» **What needs to be done**
Extract each line of the listing below that contains the word "eaves", copying the lines in the order they appear.

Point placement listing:
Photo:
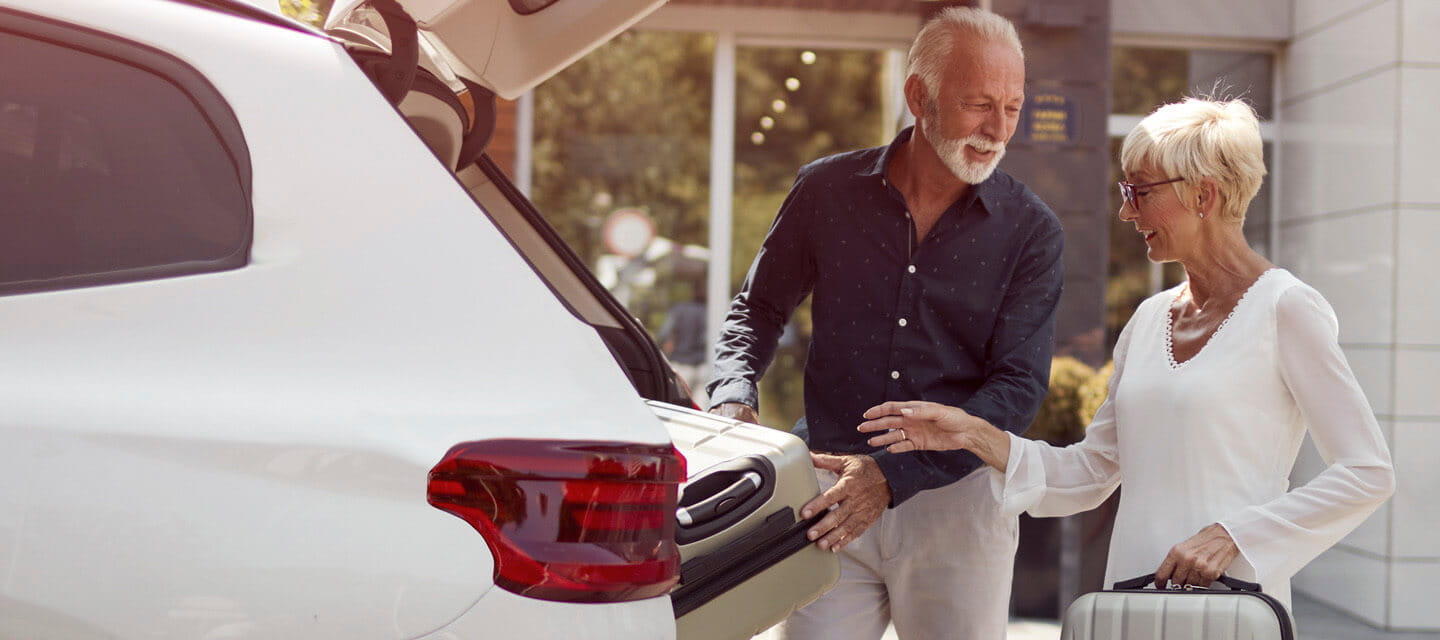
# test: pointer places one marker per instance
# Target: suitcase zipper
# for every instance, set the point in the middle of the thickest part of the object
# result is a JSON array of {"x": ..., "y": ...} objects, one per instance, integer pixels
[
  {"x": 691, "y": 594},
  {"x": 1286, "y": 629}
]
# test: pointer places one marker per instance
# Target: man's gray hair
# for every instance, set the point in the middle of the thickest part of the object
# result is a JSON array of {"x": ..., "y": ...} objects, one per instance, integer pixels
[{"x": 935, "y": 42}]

* * *

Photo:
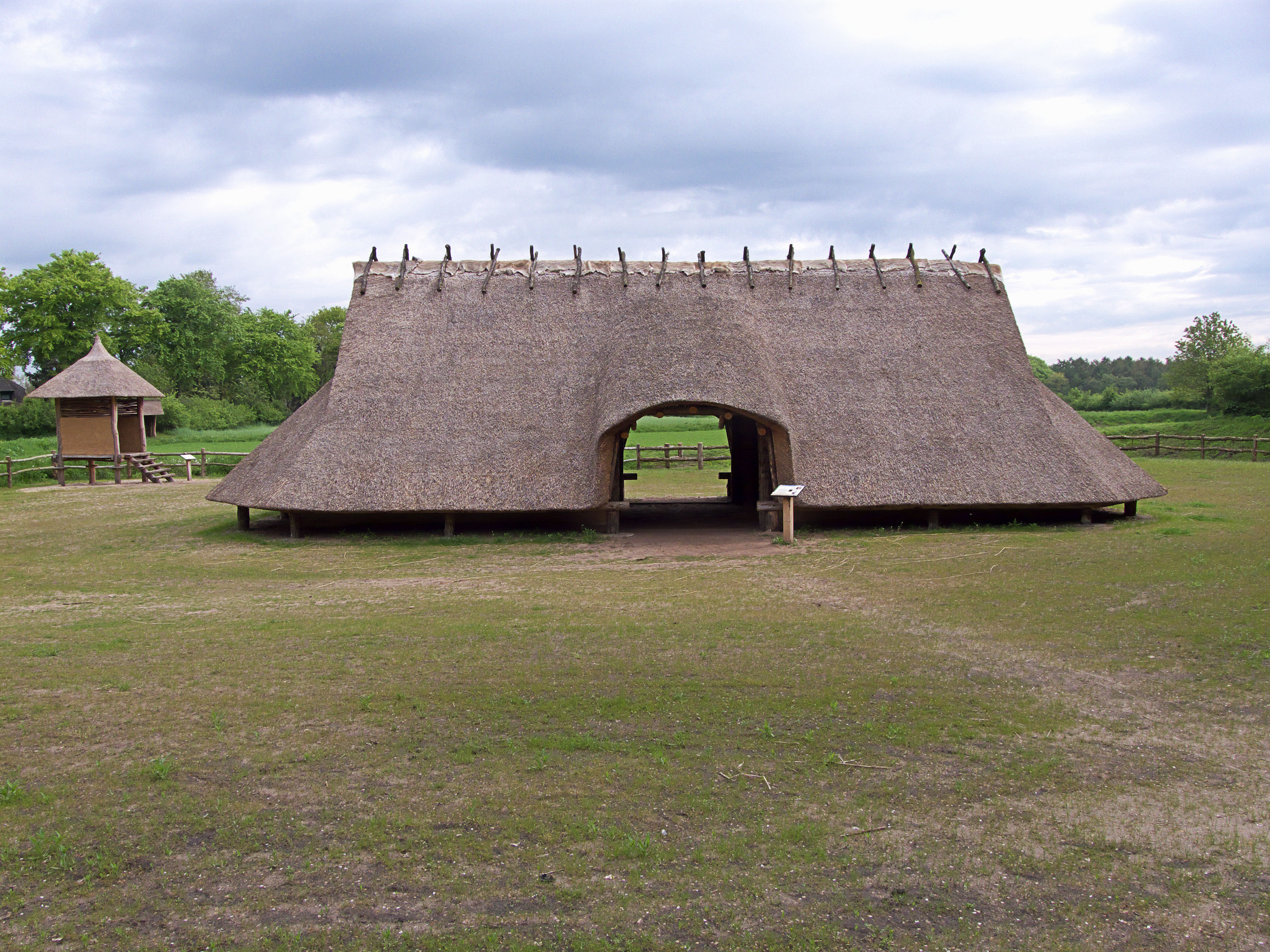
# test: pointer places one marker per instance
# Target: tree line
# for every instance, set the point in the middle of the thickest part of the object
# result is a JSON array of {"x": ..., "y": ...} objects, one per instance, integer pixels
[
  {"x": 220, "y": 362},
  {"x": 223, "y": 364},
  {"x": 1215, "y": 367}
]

--

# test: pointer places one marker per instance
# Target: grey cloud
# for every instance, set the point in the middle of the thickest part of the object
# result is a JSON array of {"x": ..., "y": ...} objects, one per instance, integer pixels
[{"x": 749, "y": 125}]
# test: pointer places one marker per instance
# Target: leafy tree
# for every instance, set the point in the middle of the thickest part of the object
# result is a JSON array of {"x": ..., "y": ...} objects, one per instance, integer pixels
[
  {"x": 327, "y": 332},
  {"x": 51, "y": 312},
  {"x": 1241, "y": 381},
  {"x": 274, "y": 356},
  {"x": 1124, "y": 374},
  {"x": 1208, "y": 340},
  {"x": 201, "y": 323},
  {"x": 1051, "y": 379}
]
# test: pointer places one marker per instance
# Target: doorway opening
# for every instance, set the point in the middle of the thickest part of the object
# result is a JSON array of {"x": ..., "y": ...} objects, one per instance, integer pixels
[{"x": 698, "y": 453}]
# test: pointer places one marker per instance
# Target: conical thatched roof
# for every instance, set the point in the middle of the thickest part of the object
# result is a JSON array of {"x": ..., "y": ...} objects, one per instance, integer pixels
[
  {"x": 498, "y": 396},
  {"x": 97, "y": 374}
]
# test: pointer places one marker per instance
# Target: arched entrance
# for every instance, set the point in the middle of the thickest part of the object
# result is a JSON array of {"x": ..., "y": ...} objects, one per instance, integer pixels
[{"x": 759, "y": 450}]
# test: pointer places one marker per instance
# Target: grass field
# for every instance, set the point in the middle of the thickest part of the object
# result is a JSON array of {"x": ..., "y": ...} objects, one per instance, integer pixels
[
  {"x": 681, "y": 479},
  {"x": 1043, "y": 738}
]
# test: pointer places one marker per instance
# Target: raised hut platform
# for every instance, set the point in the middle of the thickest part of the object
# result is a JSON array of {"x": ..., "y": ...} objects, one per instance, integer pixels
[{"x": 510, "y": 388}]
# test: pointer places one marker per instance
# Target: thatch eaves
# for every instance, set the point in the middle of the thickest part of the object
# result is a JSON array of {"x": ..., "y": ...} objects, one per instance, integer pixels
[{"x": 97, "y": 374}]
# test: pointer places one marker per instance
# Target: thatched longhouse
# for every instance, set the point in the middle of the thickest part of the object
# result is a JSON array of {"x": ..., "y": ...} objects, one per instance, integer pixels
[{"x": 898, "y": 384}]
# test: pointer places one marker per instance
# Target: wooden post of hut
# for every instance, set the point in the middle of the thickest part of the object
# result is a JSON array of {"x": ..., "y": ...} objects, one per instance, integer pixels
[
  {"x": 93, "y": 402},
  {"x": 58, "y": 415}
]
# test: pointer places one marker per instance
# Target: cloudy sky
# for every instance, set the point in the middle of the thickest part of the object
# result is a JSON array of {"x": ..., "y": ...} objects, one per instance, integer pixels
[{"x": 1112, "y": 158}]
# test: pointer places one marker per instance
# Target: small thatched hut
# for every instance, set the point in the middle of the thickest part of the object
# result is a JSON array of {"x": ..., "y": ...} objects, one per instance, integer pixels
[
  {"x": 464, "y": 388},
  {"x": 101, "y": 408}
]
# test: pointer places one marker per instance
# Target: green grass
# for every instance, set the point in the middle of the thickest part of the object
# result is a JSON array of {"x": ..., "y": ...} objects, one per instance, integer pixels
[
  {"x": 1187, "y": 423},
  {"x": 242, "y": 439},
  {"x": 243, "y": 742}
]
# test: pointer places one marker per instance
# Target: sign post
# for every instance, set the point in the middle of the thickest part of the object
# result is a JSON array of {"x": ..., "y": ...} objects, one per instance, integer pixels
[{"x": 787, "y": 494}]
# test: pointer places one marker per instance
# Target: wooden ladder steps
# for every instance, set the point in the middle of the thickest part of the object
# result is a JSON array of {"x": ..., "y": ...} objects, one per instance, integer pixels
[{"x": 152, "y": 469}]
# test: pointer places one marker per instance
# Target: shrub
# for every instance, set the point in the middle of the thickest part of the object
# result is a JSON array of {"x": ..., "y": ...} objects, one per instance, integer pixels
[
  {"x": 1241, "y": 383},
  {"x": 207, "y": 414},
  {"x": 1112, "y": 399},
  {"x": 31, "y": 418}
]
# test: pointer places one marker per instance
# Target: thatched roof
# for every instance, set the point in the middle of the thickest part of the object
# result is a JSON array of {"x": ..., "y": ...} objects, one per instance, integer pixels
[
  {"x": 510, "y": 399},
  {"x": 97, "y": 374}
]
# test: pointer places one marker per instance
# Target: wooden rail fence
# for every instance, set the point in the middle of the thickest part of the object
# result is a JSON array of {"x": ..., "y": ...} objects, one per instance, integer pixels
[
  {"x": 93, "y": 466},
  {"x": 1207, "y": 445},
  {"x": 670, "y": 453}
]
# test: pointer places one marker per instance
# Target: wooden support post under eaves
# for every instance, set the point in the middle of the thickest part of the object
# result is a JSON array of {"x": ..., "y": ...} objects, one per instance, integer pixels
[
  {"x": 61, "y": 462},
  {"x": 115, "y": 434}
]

» **Complete output**
# Target: thatch eaves
# Target: wooden support post under eaves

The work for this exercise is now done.